START Document section

Investigating thrillers – the male romance – 2020 Writing Week 39

Mike Grist Weekly Writing Update, Writing Leave a Comment

Along the way in my recent investigation of the thriller genre (reading Baldacci’s Memory Man, Gregg Hurwitz’s Orphan X, Mark Dawson’s The Cleaner), I first called these books ‘cosy thrillers’. Now I’m refining that to ‘male romances’.

What does that mean? Well, they’re fantasies for men, just like romances are fantasies for women. What does a romance do?

Romance – a lady gets a good man, happily ever after

Male romance (thriller) – a man protects a single mother and her son from bad men, has sex with her and moves on

I suppose these are evolutionarily-based human directives. The genetic human female directive is to grab a man and keep him to provide for and protect her and her kid. The genetic male directive is to dominate rivals and spread his genes as widely as possible.

And that’s it. On some level it’s the fantasy all our selfish genes are telling us to do, and fulfilling it causes dopamine spikes from the brain. These books are like a drug that gives us our fix.

Now, this kind of thriller/male romance doesn’t seem to hold great attraction for me. That said, I respect Shane, enjoyed Logan, and probably plenty of other similarly themed stories. But it’s not my go-to archetypal plot.

END Document section

#### Check your understanding:
[A] In the post on thrillers as male romances, what label did the writer first give these books?
[B] Quote the post on thrillers as male romances, everything from "Romance – a" down to "go-to archetypal plot.".

START Material shown

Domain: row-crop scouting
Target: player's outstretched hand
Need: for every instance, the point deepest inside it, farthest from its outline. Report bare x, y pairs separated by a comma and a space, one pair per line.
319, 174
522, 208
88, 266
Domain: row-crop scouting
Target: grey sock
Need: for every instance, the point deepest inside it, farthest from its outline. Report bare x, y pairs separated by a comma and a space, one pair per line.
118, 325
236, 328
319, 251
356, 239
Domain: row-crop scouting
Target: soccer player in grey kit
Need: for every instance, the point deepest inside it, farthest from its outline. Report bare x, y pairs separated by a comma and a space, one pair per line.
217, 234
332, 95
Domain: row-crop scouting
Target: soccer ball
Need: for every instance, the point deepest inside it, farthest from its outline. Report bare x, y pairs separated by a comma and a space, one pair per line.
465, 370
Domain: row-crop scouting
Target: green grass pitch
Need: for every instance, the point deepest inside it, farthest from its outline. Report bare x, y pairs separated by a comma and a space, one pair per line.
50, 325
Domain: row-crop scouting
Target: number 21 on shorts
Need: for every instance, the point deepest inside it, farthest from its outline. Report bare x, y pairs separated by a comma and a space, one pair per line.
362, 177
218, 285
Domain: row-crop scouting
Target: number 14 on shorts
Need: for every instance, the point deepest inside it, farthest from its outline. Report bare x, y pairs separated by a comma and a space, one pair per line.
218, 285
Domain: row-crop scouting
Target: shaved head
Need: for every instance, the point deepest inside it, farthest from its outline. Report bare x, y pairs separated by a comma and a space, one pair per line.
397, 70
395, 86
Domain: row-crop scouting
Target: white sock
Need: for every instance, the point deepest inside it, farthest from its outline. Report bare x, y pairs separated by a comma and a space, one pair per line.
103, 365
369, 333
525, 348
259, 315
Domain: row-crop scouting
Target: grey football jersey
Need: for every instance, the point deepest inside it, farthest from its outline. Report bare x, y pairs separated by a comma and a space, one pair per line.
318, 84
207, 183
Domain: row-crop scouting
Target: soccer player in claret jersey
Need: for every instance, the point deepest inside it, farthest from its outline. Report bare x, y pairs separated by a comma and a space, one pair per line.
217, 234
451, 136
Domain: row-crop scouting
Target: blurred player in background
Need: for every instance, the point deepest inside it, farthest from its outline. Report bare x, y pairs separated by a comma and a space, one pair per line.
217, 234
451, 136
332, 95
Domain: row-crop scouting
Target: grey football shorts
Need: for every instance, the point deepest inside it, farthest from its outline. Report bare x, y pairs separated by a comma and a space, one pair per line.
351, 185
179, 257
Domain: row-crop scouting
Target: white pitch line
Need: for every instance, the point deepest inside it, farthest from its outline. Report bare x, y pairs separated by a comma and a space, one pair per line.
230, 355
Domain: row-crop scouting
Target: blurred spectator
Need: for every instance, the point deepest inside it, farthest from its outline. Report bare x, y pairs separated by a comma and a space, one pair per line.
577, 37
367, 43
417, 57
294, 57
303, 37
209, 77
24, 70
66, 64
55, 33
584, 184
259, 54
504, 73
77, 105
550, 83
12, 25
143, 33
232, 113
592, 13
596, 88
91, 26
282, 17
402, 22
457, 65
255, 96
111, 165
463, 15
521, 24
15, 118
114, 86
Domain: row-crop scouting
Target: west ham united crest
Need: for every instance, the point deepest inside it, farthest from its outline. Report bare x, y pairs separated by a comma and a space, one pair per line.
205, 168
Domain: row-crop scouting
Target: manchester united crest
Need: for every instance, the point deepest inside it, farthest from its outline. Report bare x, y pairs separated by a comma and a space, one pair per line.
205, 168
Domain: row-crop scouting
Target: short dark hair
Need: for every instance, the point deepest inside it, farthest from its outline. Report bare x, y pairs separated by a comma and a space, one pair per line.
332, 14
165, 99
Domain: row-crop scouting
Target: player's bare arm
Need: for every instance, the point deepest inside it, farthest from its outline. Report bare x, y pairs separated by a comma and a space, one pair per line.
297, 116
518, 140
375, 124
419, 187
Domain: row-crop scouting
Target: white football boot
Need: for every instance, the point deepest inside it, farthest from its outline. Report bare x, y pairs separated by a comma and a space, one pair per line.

END Material shown
START Material shown

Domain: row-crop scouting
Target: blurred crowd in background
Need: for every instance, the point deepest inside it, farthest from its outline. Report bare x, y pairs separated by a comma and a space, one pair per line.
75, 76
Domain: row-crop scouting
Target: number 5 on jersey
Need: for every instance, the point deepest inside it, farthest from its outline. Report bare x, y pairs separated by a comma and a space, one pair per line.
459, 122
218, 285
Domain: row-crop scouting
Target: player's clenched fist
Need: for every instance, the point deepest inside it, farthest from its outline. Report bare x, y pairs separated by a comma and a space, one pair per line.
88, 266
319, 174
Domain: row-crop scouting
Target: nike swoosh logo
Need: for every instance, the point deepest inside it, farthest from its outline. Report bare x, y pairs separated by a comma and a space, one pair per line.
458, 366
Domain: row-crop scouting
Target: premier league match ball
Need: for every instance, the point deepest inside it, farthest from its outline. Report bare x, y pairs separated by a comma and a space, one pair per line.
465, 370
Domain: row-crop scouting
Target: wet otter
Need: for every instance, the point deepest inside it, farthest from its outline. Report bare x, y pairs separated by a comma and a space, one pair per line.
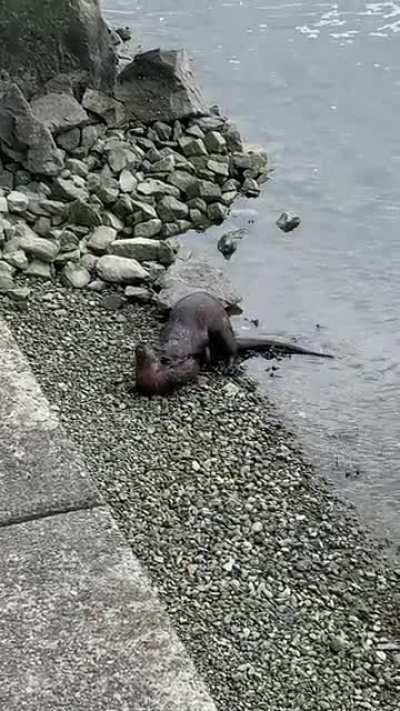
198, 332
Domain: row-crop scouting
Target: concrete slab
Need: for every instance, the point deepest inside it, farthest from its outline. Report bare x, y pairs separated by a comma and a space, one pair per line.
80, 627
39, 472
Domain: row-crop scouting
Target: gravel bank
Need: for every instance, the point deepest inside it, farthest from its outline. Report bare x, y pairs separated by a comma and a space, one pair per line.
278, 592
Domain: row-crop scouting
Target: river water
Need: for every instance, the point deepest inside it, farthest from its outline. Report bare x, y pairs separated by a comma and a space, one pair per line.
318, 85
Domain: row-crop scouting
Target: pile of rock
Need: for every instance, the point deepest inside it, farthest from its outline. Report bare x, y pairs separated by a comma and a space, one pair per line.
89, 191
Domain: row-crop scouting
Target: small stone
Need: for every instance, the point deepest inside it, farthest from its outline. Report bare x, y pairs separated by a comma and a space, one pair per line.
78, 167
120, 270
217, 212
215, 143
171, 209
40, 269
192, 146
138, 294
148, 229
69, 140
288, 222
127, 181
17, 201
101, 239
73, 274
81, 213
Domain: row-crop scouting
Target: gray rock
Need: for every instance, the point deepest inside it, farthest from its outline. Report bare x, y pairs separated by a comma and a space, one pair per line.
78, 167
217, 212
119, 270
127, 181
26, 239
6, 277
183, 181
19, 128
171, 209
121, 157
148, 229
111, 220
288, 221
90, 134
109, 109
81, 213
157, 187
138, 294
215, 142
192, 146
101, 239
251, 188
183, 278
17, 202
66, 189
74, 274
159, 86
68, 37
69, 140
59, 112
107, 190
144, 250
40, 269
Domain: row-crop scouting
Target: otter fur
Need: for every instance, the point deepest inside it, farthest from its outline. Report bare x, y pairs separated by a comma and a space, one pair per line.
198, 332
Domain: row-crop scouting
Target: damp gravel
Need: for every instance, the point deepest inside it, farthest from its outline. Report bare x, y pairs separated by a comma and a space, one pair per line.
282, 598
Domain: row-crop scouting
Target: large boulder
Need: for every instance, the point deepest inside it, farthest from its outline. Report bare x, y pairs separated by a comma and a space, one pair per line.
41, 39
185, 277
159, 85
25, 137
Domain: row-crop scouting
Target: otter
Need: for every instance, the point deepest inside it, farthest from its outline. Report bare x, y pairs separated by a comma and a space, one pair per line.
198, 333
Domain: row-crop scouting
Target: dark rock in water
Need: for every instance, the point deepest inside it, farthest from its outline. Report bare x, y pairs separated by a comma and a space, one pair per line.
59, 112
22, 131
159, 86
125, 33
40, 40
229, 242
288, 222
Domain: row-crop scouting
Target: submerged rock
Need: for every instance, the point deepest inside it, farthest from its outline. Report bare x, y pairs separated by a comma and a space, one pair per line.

END Material shown

#### Answers for the exercise:
[A] 'Cosy thrillers'

[B]
Romance – a lady gets a good man, happily ever after

Male romance (thriller) – a man protects a single mother and her son from bad men, has sex with her and moves on

I suppose these are evolutionarily-based human directives. The genetic human female directive is to grab a man and keep him to provide for and protect her and her kid. The genetic male directive is to dominate rivals and spread his genes as widely as possible.

And that’s it. On some level it’s the fantasy all our selfish genes are telling us to do, and fulfilling it causes dopamine spikes from the brain. These books are like a drug that gives us our fix.

Now, this kind of thriller/male romance doesn’t seem to hold great attraction for me. That said, I respect Shane, enjoyed Logan, and probably plenty of other similarly themed stories. But it’s not my go-to archetypal plot.